From the material below, work out how many lines contain "instance" and answer with the number only.

Material supplied below:

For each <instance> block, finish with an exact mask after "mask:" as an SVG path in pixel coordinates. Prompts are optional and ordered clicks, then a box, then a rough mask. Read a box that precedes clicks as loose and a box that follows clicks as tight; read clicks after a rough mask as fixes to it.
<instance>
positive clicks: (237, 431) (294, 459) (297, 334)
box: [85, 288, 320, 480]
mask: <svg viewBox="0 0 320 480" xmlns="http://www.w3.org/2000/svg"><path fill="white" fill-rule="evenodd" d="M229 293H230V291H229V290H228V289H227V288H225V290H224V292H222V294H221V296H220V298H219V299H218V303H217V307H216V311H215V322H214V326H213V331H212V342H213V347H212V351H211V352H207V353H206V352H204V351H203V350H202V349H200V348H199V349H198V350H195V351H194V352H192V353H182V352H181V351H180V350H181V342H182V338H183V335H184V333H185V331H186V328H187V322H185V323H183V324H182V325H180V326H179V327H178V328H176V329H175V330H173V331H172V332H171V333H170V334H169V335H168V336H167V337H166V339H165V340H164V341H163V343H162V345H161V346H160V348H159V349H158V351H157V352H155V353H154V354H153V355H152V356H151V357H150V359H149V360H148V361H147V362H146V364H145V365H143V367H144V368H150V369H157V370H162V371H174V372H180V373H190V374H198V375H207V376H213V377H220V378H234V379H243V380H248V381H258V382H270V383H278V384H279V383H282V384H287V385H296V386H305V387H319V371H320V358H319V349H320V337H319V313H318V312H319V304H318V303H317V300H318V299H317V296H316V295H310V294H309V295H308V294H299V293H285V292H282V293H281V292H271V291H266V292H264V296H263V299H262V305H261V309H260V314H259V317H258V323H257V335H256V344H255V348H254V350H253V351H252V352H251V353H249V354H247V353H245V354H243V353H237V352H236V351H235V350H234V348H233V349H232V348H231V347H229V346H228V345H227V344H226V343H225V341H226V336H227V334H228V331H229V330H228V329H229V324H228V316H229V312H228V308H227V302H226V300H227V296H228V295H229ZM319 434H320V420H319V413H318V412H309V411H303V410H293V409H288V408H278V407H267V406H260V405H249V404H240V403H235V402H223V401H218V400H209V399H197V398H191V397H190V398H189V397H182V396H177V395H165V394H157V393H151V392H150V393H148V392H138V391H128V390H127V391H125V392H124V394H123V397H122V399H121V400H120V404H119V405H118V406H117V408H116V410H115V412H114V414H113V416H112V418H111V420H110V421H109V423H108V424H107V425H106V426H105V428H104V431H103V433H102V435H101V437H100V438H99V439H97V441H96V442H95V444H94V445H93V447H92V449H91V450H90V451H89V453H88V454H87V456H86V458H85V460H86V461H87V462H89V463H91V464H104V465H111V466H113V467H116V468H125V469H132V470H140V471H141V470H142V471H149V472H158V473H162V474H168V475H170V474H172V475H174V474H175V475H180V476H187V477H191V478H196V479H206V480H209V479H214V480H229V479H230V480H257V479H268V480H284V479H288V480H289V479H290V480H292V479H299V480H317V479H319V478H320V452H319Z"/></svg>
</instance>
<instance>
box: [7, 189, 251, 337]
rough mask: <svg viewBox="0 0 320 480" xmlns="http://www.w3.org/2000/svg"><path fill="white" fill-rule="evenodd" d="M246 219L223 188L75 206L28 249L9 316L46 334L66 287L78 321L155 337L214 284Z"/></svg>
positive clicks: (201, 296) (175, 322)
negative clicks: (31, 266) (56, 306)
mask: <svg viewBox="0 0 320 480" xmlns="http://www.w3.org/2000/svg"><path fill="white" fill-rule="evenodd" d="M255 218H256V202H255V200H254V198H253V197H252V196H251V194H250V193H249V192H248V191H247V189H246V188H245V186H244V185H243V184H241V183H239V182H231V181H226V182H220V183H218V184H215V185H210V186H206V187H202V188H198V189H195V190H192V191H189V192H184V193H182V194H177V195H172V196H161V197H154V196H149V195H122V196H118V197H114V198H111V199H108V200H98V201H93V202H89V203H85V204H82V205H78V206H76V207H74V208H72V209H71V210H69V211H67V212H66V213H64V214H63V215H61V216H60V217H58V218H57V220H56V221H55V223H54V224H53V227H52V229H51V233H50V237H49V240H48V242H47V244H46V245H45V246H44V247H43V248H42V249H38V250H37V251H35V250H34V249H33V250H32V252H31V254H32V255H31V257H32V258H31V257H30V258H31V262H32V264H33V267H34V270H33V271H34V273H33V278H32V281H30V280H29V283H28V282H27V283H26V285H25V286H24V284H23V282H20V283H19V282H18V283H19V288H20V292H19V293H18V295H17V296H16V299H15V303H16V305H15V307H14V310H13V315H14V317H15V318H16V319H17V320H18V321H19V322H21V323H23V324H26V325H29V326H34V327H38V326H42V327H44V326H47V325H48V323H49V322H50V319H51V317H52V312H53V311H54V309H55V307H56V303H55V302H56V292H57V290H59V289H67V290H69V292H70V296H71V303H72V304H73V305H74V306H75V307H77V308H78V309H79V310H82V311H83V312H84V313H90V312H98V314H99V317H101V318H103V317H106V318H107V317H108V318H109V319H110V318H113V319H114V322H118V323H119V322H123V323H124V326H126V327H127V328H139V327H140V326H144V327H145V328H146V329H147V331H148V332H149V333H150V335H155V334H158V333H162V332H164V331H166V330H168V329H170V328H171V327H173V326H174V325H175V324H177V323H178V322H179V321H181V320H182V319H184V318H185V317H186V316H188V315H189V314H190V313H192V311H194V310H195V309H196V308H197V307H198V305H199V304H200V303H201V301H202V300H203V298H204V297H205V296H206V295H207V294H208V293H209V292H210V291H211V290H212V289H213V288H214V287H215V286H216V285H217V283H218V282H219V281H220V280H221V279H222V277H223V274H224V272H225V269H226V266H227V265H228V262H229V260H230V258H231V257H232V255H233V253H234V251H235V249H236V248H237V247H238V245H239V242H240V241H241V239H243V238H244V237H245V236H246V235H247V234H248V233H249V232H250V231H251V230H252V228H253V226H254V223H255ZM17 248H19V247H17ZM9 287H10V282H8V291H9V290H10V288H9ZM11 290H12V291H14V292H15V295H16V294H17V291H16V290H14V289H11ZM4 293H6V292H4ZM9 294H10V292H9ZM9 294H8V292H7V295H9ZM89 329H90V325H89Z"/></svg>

End of Material supplied.

- _Expected answer_
4